* **Excerpted text**
The final piece of Harding's journey is her meeting with Stalgard and his sister outside of Isana Negat, in front of the mountain that was/is a Titan. She returns to them the knowledge that was lost for centuries, and the anger that comes with it, but affirms that they cannot return to what was; this brings change, GOOD change, to the dwarven people and will redefine them. By successfully accepting this outsized emotional trauma, Harding has helped her people, and becomes a more effective member of her team. Catharsis, acceptance, and emotional growth make her stronger.
PART II: I AM NOT THIS
When Rook meets Lucanis, he has been kept in a prison for a year, being tortured and violated by the Venatori, who have been attempting to turn him into a demon. It hasn't worked correctly, because Lucanis and Spite have an accord. However, you first see him just kind of running around killing whoever he comes across; Rook provide direction and a specific target, a chance for freedom. It is significant here that the prison is underwater; Lucanis is, metaphorically, drowning. The prison is also referred to as the Ossuary, which is a place you store the bones of the dead; the outside world believed he was dead, and, metaphorically, he did die here. You kill his torturer, but it is not enough; the woman who kidnapped him and the orchestrator of his violation still lives.
Rook returns to Treviso where Lucanis finds out that he has truly lost almost everything. His grandmother, Caterina, appears to be dead, and his city, Treviso, is occupied by the Antaam. The only thing he has left is Illario, and he immediately grabs onto the idea that Zara, who he believes killed Caterina, is going to kill Illario, too. He panics in response, but he is trained as a Crow to shut down his emotion, and practiced at doing so from his year spent constantly disassociating in the Ossuary. He says he needs to work; Illario and Teia protest, but he insists. He is returning to the thing he knows how to do, grabbing for a sense of normalcy when everything else is lost and he believes the little he has left is in danger. He will destroy the threat and this will also conveniently allow him to put off his real emotional trauma from the prior year.
Every cutscene Rook has with Lucanis between his major plot events in this section involves him trying to contain and ignore Spite. He tries to constantly stay awake to ensure that the demon cannot take over, and he tries to befriend and placate his new associates by buying them stuff (a VERY rich person thing to do) and taking care of them. He is trying to convince himself and them that he is NOT dangerous; he is not a demon, not an abomination. But he is not confronting his fear, he is only putting it off; often, in conversation with others he will be flippant about Spite, or he will deflect their concern about it. He chooses his 'bedroom' in part because it can contain Spite, and because it is the farthest possible location from the Eluvian, where Spite keeps trying to go (I just noticed that! Very fun!). In the meantime, he is also ignoring the fact that Illario is being extremely suspicious, because he doesn't want to know that his brother is the one who hurt him. Lucanis is an astute person by nature, and could certainly have observed this, had he not been deliberately trying to obscure it from himself.

* **Source material**
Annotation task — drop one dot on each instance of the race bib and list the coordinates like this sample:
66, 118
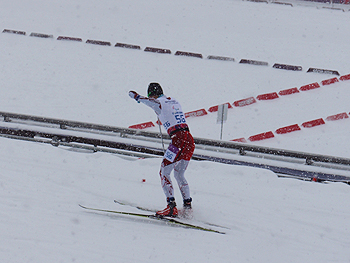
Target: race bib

* **Task description**
Copy the essay on Harding and Lucanis between "Rook returns to" and "the prior year.", inclusive, and substitute "occupying army" for "Antaam".

* **Full output**
Rook returns to Treviso where Lucanis finds out that he has truly lost almost everything. His grandmother, Caterina, appears to be dead, and his city, Treviso, is occupied by the occupying army. The only thing he has left is Illario, and he immediately grabs onto the idea that Zara, who he believes killed Caterina, is going to kill Illario, too. He panics in response, but he is trained as a Crow to shut down his emotion, and practiced at doing so from his year spent constantly disassociating in the Ossuary. He says he needs to work; Illario and Teia protest, but he insists. He is returning to the thing he knows how to do, grabbing for a sense of normalcy when everything else is lost and he believes the little he has left is in danger. He will destroy the threat and this will also conveniently allow him to put off his real emotional trauma from the prior year.